■ **Exercise material**
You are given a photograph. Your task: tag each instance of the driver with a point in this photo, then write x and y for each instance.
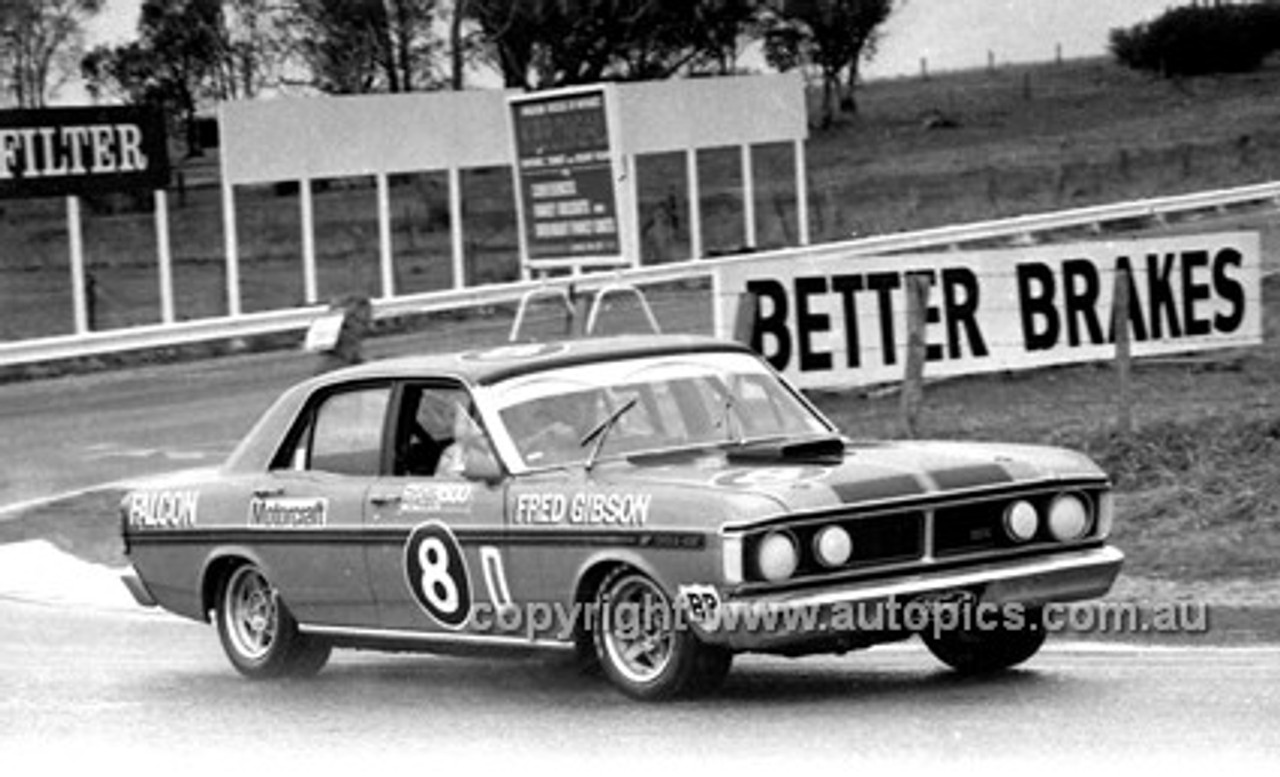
(469, 443)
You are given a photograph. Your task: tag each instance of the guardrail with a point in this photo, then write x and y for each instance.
(97, 343)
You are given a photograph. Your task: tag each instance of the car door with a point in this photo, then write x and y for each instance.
(306, 517)
(432, 529)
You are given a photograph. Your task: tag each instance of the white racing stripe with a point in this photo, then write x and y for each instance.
(37, 571)
(147, 481)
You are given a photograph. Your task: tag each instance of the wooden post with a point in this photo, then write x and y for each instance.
(76, 242)
(913, 380)
(744, 323)
(164, 256)
(1124, 351)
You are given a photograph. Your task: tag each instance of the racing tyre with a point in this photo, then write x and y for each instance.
(981, 652)
(259, 634)
(640, 648)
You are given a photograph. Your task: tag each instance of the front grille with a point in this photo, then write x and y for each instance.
(878, 540)
(973, 528)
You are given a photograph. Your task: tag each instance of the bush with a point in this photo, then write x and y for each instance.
(1201, 40)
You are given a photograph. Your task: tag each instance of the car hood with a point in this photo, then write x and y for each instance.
(854, 472)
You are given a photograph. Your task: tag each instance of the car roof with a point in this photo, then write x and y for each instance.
(487, 366)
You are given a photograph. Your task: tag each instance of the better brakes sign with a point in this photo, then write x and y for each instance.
(566, 178)
(833, 321)
(81, 150)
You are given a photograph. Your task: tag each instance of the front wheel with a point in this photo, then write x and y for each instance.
(640, 647)
(981, 652)
(259, 634)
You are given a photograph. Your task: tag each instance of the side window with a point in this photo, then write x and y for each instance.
(347, 433)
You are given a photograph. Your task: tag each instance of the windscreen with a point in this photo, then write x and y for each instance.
(688, 401)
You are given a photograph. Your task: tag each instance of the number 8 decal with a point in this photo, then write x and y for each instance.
(437, 572)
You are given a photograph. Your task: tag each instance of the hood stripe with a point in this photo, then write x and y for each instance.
(882, 488)
(970, 476)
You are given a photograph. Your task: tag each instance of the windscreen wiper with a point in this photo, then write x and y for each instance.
(602, 430)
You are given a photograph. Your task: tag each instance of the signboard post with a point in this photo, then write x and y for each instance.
(570, 200)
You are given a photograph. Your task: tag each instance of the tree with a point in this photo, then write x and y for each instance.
(173, 64)
(832, 35)
(355, 46)
(40, 41)
(539, 44)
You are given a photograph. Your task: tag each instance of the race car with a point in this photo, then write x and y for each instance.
(649, 504)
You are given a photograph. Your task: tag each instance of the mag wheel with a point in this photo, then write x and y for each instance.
(979, 652)
(640, 647)
(257, 632)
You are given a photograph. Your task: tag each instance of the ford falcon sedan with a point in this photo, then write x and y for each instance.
(650, 504)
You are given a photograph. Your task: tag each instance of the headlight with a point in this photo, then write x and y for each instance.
(1106, 515)
(1020, 521)
(1068, 519)
(777, 557)
(832, 545)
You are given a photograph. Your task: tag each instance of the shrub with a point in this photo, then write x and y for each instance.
(1201, 40)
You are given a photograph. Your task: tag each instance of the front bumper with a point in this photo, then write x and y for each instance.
(141, 594)
(824, 616)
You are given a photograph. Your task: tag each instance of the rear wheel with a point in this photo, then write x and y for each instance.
(259, 634)
(979, 652)
(640, 648)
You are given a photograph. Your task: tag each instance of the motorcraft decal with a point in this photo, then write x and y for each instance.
(288, 512)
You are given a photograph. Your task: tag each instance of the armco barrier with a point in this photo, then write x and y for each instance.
(32, 351)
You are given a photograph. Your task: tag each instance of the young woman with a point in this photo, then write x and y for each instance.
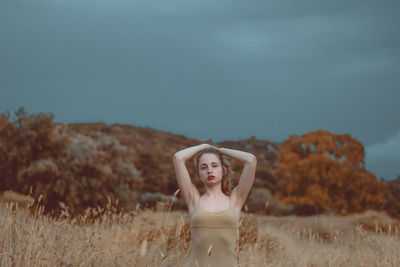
(214, 216)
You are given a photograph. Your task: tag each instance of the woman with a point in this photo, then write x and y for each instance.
(214, 216)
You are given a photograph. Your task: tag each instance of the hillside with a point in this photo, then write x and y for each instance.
(82, 165)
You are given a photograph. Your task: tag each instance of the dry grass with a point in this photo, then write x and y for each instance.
(162, 238)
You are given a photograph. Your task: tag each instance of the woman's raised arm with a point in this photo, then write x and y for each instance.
(189, 191)
(240, 192)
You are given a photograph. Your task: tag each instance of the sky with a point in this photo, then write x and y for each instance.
(219, 70)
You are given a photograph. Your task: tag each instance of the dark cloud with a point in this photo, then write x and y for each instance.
(208, 69)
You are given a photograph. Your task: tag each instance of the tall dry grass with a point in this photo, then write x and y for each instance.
(103, 237)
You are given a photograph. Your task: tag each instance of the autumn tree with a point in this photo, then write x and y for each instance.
(324, 172)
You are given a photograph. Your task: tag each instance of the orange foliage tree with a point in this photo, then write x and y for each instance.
(324, 172)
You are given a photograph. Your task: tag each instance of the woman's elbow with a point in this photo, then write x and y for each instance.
(252, 159)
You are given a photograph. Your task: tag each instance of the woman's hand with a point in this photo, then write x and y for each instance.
(210, 146)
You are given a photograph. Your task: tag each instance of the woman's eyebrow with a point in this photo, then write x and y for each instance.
(206, 164)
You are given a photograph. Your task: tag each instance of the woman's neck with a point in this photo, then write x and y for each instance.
(214, 192)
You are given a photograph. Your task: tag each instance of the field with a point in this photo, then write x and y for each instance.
(162, 238)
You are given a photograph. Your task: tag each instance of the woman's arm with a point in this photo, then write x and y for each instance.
(189, 191)
(240, 192)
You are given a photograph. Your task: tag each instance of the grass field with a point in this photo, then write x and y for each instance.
(162, 238)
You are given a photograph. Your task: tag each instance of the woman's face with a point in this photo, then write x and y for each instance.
(210, 169)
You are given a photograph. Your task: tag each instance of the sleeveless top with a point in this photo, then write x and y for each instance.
(214, 236)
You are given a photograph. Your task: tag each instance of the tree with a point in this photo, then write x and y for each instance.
(321, 172)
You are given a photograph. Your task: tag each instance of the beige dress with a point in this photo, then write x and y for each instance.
(217, 229)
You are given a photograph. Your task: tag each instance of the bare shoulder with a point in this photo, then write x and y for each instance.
(236, 205)
(192, 204)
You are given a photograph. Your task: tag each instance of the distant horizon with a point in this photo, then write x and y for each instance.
(224, 70)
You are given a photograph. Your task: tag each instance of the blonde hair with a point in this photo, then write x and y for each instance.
(226, 167)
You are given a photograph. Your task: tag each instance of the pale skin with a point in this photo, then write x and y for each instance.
(214, 199)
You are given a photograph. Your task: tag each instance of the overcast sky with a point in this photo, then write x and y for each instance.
(207, 69)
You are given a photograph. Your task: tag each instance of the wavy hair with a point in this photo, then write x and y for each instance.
(227, 173)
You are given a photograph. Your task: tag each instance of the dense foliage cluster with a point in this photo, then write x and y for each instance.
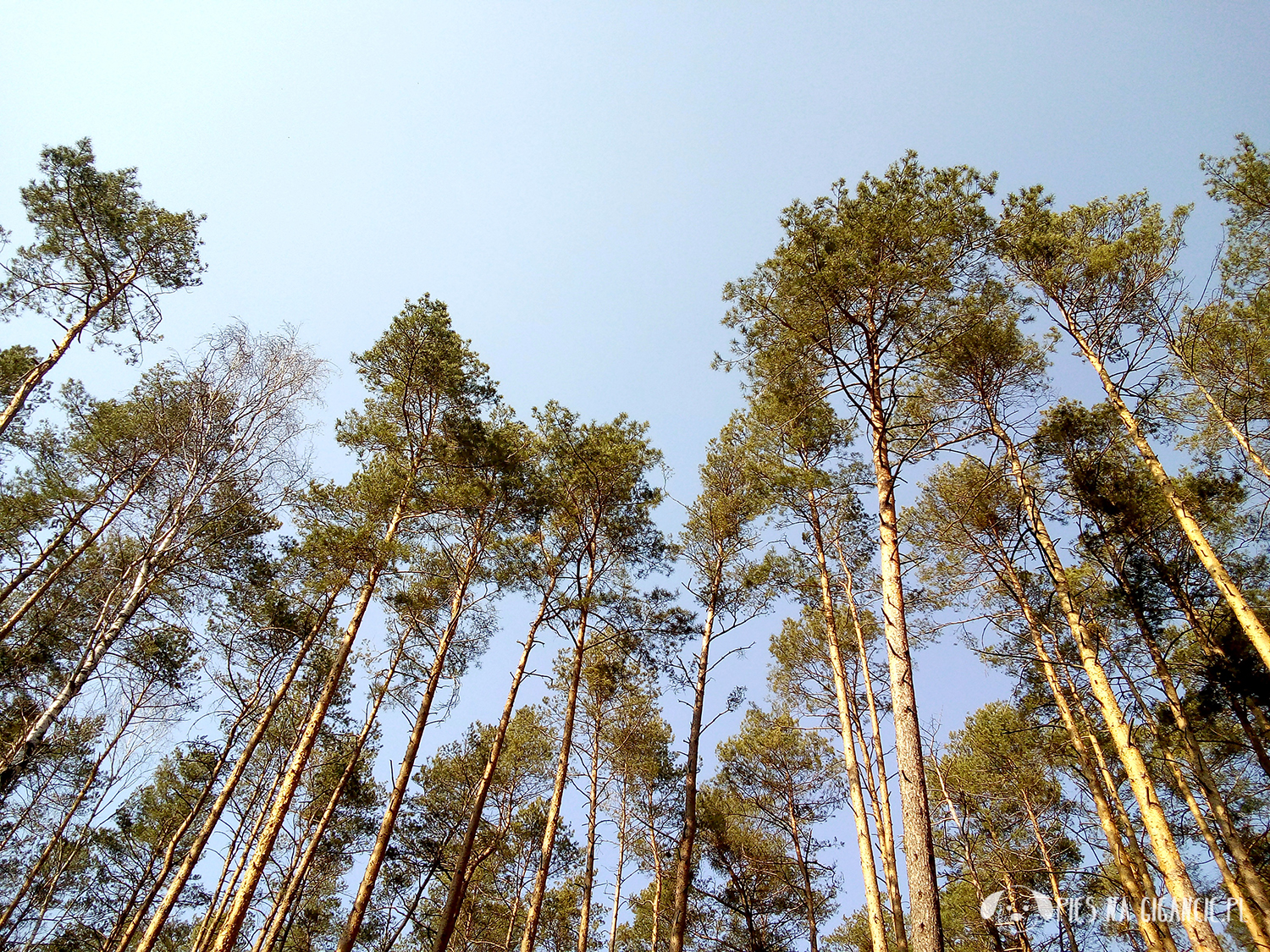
(218, 672)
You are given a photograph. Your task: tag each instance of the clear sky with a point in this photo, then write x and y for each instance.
(578, 180)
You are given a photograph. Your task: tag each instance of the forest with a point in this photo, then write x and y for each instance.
(207, 647)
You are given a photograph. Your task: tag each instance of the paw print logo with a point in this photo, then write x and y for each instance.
(1043, 904)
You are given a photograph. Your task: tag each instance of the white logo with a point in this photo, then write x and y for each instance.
(1043, 903)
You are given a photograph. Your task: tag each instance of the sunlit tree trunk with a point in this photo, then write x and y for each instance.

■ **What you are asked to do**
The expected output is every record above, copied exactly, without pictures.

■ **Response**
You are given a photograph. Your task: tag each instance of the driver with a point in this photo, then write x and y for each instance.
(469, 443)
You are given a photograph. Your task: tag each instance of the guardrail with a point in this photo, then write x and y for each instance.
(97, 343)
You are given a photograph. Your task: tag each instance of the car door with a point in this photo, then write x and y for each instance.
(306, 517)
(432, 529)
You are given a photograph. Your task: tag each instance of the white racing stripe with a point in this photo, then write x and y for each instance.
(37, 571)
(147, 481)
You are given a photograph. Your task: tag each instance of the wooden post with a point in this photo, then write x and y for each instance.
(76, 242)
(913, 380)
(744, 323)
(164, 256)
(1124, 351)
You are given a photograph. Your task: tag each instance of the racing tyre with a point in this photo, then write x and y for each instance.
(981, 652)
(259, 634)
(640, 648)
You are given a photograph. Your task: tag each instance of the front grille with a point in this photo, then write x and y for each instance.
(878, 540)
(973, 528)
You are given a photograph. Your task: tag each instance of the bush with a point in this photo, then write x and y for each instance.
(1201, 40)
You are given a photograph. Your task: tag each instance of the car hood with a point in this photo, then write x and y for each instance.
(854, 472)
You are given a photograph. Your task: tag each instance of the car roof with a point in this photo, then write x and y for each instance.
(487, 366)
You are given a photograph. Your task: tag each instance of the better brakes sign with a point in this photo, then write x and y for each instance.
(566, 178)
(833, 321)
(81, 150)
You are given a photograph. Your task: tag each instance of the front wheel with a point in this photo, then write x and y for each instance.
(640, 647)
(981, 652)
(259, 634)
You are given a photograph. Your task: tag each instance of the side window with a point in this photo, then write x and y for each instance.
(347, 433)
You are given a photograph. Your task: tag each instance of the windscreen with a point in this photo, then write x and y for each instance.
(688, 401)
You are given a photograph. Your task: tag each instance of the number 8 decal with a point in this photo, then write x and y for each instance.
(437, 572)
You are given a photograph. Your task: tag each instance of the hood stripe with a point in this photo, then write x and y for each instance.
(882, 488)
(970, 476)
You are given a photograph. Your task: tag each instance of the windscreen wiper with a point in this photo, then write x and y for each instance.
(602, 430)
You are given a photograph. Your task: tag each instance of the signboard post with a point in this photo, then write x and y for each instance.
(570, 200)
You are given a photograph. Your task: tag each instance of the tree with a point in this photo, then write x and y for each instance.
(173, 64)
(832, 35)
(355, 46)
(40, 41)
(539, 44)
You are given a photograph. Your task: tag each instance of the race car with a point in this photo, then write x and y for each instance.
(649, 504)
You are given a photograph. Your task: tag each instance of the mag wheel with a point in this photo, then write x and y for each instance.
(979, 652)
(640, 647)
(257, 632)
You are given a photograph. Your task: tag each instance of the ford falcon sedan with a point in this photo, then write x and y for each instance.
(650, 504)
You are given a photograph. Your task: tag each instance of the headlight with a point in this photo, then write x and y for each instance.
(1106, 515)
(1020, 521)
(1068, 519)
(777, 557)
(832, 545)
You are given a photograph. Your task: tag each instance of the shrub with a point in this photo, then write x and y for each instance.
(1201, 40)
You are given a photograph. Your task: tag each instance of the front bumper with a point in this photo, then write x and y for each instance.
(141, 594)
(824, 616)
You are given a photograph. Your task: tag each instance of the rear wheel with a point in this photo, then write x and y for each instance.
(259, 634)
(979, 652)
(640, 648)
You are given a photograph. Your task: tag each instance of the motorcraft decal with a point in this photo, then write x and y for each instance.
(288, 512)
You are given a photograph. Your task: tag each instance of the armco barrier with a point in this photo, then write x and y for each instance.
(32, 351)
You are given a photograph. Your task: tag each instance of the young woman with a point in this photo, then write x and y for each instance.
(214, 216)
You are given a photograph. Your task: tag each instance of the woman with a point in this photo, then write x and y for each instance.
(214, 216)
You are given a photograph. Your task: tag each instance of the hillside with a point in this photo, then write x and y for each instance.
(82, 165)
You are given a photograph. Your task: tag each instance of the dry grass with a point in this photo, then write x and y for each instance.
(162, 238)
You are given a photograph. Your task: tag each instance of the woman's raised arm with a point in this photo, then write x and y for each instance.
(189, 191)
(240, 192)
You are given a photograph. Your task: tag each instance of the sky with a point in this photo, then write x and y for each instance.
(219, 70)
You are given a photograph. Your task: tag each instance of the dark cloud with a point in this photo, then write x and y for each instance.
(208, 69)
You are given a photograph. Your task: tag each instance of the tall dry grass with a point in this photo, then write x and y for each instance.
(103, 237)
You are given a photograph. Your task: tag each instance of the autumn tree with a point in this photo, then write x and y for each instance.
(324, 172)
You are given a photograph. Your task: tag each instance of the orange foliage tree with a point in this photo, then write x and y for each instance.
(324, 172)
You are given a photograph. Your task: tag each instance of the woman's elbow with a point in this photo, then write x and y for each instance.
(252, 159)
You are given a photograph. Your task: tag each instance of the woman's hand with a point in this photo, then write x and y for each instance.
(210, 146)
You are given a photograph. Your task: tag each instance of the woman's eyebrow with a point in this photo, then write x and y for each instance.
(206, 164)
You are given a photograph. Your task: tag each instance of the woman's neck with a point in this photo, then write x and y for each instance.
(214, 192)
You are given a photograph. Your task: tag each instance of the field with a point in this photo, then write x and y for each instance.
(162, 238)
You are given a photograph. Your task: tag each instance of the woman's arm with a point in this photo, then write x and y for each instance.
(189, 191)
(240, 192)
You are given a photograph. Your task: tag each instance of the grass field with a point in this photo, then write x and y for each instance.
(162, 238)
You are given a photograph. Your task: tag each instance of the woman's face with a point in this photo, then write x and y for each instance.
(210, 169)
You are given a photograph. Your task: tag each instance of the sleeveless top with a point in this photo, then write x and y for each instance.
(214, 236)
You are given a photograph. Your task: tag each instance of the tree with a point in this photo, then write x and y for each instance.
(321, 172)
You are given a photograph. Your task: tag each instance of the beige dress with a point in this photo, then write x and y for each instance.
(217, 229)
You are given a photograph. Your task: tag each instance of the bare shoulder with a point in this photo, then write x and y for each instance.
(236, 205)
(192, 204)
You are given a photograph. Your task: tag each instance of the distant horizon with a point in this photo, then write x and y for each instance.
(224, 70)
You are given a photograph. Your task: tag each instance of the blonde hair with a point in this photo, then write x and y for each instance.
(226, 167)
You are given a photograph. Your task: tag each instance of the pale skin with a point in this photo, then write x and y for each instance.
(214, 199)
You are given a photograph. Your task: tag each instance of the overcast sky with a point in this photo, then write x and y for each instance.
(207, 69)
You are given a photograph. Your task: tag each instance of the wavy hair with a point in this photo, then write x and y for each instance.
(227, 173)
You are given a photograph. Your task: tag each instance of the dense foliage cluster with a point in this photo, then write x and y for each instance.
(218, 672)
You are given a photograph. Your task: tag each instance of the clear sky with a point in this photo, then write x and y for each instance.
(578, 180)
You are given a photograph. Your task: tag each instance of the forest with a point in this photo, then write x and y for each instance.
(207, 647)
You are given a photograph. Your task: tag each instance of the paw print logo with a point in this photo, then write x and y for each instance.
(1043, 904)
You are given a photograph. Your task: tag each instance of the white logo with a point in this photo, then write x and y for each instance.
(1043, 903)
You are given a photograph. Your task: tag each instance of the sunlit tree trunk with a point in this photo, then write x and y for each instance.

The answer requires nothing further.